**Extract to read:**
## start
As we all know, Adelie penguins love peanut butter, Chinstrap penguins prefer cheese and Gentoo penguins do anything for chocolate.
Here is a table describing food preference:
food_preference <-
tibble(
penguin_species = c("Adelie", "Chinstrap", "Gentoo"),
favorite_food = c("peanut butter", "cheese", "chocolate")
)
Now make a new tibble containing only the information on penguin species, sex and bill length measured in 2009 using filter and select.
#penguins_long_ided #species island sex year id bill_length_mm bill_depth_mm
##filter(year=="2009")
# species island sex year id bill_length_mm bill_depth_mm
head(penguins_long_ided2)
## end
**Record set:**
## start
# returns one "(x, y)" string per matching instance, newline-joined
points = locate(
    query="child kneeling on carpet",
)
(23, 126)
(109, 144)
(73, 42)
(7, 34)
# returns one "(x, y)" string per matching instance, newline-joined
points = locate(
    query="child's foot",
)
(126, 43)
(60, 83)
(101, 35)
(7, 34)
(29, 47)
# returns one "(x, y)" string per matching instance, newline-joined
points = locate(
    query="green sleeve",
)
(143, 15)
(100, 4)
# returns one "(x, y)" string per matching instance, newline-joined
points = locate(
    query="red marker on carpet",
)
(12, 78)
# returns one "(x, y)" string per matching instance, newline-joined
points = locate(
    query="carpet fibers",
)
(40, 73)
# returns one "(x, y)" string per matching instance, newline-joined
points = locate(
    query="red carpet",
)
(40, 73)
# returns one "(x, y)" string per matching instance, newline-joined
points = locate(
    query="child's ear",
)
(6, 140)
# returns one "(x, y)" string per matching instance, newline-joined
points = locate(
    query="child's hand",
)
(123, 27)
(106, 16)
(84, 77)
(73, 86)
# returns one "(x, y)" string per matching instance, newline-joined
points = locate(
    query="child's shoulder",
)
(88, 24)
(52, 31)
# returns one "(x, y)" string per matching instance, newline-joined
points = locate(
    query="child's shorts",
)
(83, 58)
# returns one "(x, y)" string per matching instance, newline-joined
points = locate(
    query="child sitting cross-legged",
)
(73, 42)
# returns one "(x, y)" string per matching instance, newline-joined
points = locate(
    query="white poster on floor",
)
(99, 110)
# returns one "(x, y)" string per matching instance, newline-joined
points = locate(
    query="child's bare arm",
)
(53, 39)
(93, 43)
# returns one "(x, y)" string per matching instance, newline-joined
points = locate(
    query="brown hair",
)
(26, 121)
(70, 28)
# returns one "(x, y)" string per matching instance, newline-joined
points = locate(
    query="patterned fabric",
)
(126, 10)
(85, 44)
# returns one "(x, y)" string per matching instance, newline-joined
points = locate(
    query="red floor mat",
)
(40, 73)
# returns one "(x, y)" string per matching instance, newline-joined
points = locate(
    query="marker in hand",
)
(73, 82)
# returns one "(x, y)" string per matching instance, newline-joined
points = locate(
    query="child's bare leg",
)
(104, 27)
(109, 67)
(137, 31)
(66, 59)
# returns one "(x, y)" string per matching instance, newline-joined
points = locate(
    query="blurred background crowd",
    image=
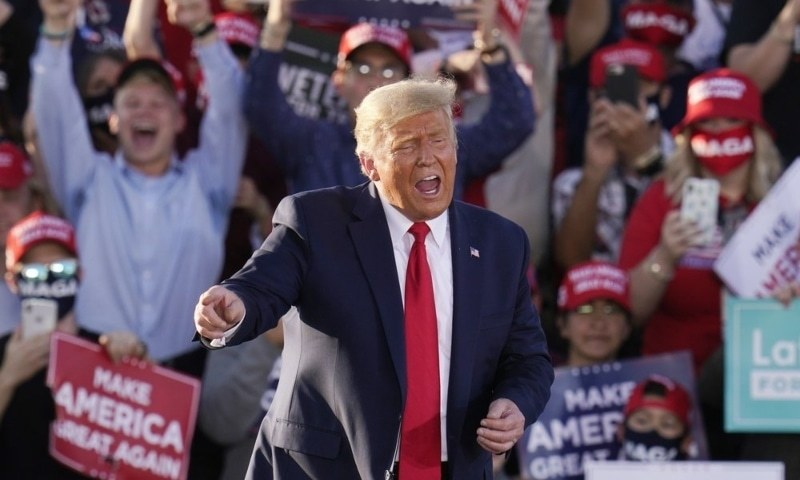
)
(145, 143)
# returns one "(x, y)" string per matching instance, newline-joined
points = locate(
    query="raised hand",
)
(190, 14)
(123, 344)
(217, 310)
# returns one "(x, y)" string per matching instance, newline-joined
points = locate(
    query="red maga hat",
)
(721, 93)
(15, 168)
(361, 34)
(34, 229)
(647, 59)
(675, 398)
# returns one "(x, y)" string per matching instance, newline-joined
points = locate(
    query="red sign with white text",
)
(132, 420)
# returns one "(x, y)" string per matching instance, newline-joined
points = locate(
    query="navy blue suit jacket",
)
(337, 410)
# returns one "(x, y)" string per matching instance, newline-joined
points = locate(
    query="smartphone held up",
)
(39, 316)
(700, 204)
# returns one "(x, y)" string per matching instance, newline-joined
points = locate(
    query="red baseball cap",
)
(238, 28)
(648, 393)
(15, 168)
(361, 34)
(721, 93)
(647, 59)
(34, 229)
(594, 280)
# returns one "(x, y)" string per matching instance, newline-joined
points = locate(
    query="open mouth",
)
(429, 185)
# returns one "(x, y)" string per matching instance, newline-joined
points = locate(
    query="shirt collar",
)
(399, 224)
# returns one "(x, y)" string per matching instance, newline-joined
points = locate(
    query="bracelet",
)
(775, 32)
(53, 35)
(204, 30)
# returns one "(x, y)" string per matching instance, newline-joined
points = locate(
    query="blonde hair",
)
(385, 107)
(765, 167)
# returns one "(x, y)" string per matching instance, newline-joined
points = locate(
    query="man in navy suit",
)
(340, 255)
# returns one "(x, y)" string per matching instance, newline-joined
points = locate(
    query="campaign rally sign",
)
(132, 420)
(762, 365)
(581, 420)
(309, 58)
(404, 13)
(764, 253)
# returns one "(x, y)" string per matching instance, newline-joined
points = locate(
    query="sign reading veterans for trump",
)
(119, 421)
(764, 253)
(404, 13)
(581, 420)
(762, 365)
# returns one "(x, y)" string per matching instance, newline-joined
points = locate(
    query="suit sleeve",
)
(270, 282)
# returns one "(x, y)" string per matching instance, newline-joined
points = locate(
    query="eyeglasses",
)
(364, 70)
(606, 310)
(61, 269)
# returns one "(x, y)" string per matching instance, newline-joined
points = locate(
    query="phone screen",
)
(622, 84)
(700, 204)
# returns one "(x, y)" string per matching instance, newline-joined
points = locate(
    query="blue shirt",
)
(149, 246)
(318, 153)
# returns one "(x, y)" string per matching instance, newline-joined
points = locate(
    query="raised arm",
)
(510, 118)
(58, 112)
(139, 33)
(223, 131)
(576, 224)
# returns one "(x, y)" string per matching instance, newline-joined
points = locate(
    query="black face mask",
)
(651, 447)
(98, 110)
(61, 290)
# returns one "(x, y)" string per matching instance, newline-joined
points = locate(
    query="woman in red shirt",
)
(675, 294)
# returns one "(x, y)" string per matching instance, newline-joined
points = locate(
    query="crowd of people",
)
(145, 145)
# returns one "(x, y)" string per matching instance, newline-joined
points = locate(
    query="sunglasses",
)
(391, 72)
(607, 310)
(61, 269)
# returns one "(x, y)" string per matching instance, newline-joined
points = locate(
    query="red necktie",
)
(420, 443)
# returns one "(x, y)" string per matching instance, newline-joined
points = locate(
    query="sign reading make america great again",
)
(132, 420)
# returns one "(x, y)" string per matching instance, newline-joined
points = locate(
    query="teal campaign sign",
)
(762, 365)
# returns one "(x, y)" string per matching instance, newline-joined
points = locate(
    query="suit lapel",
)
(373, 244)
(467, 281)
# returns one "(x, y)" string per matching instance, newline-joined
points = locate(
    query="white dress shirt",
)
(437, 246)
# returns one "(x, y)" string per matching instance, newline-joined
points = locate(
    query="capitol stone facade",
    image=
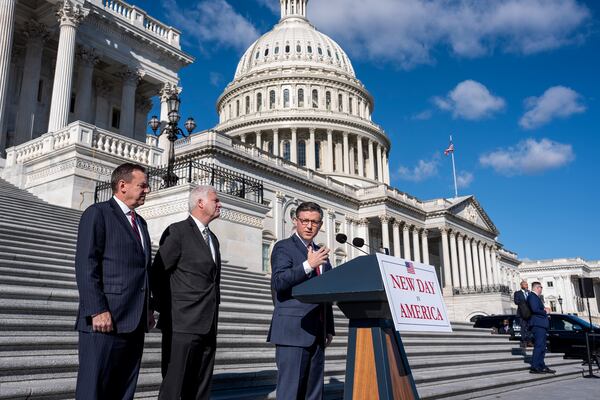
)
(295, 119)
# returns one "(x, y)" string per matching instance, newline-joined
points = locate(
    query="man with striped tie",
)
(111, 266)
(300, 331)
(185, 279)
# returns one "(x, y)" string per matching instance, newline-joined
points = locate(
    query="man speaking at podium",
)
(300, 331)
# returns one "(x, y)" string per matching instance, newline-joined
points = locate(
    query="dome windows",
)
(258, 102)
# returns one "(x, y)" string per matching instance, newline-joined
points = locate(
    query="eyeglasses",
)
(305, 222)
## end
**Problem details:** Resume the tutorial on penguin food preferences and measurements above, beginning after its last line.

**The reply:**
## # A tibble: 6 × 9
## species island sex year id bill_length_mm bill_depth_mm
## <fct> <fct> <fct> <int> <int> <dbl> <dbl>
## 1 Adelie Torgersen male 2007 1 39.1 18.7
## 2 Adelie Torgersen female 2007 2 39.5 17.4
## 3 Adelie Torgersen female 2007 3 40.3 18
## 4 Adelie Torgersen <NA> 2007 4 NA NA
## 5 Adelie Torgersen female 2007 5 36.7 19.3
## 6 Adelie Torgersen male 2007 6 39.3 20.6
## # ℹ 2 more variables: flipper_length_mm <dbl>, body_mass_g <dbl>
new_tbl <- penguins_long_ided2 %>% filter(year==2009) %>% select(species,sex,bill_length_mm)
head(new_tbl)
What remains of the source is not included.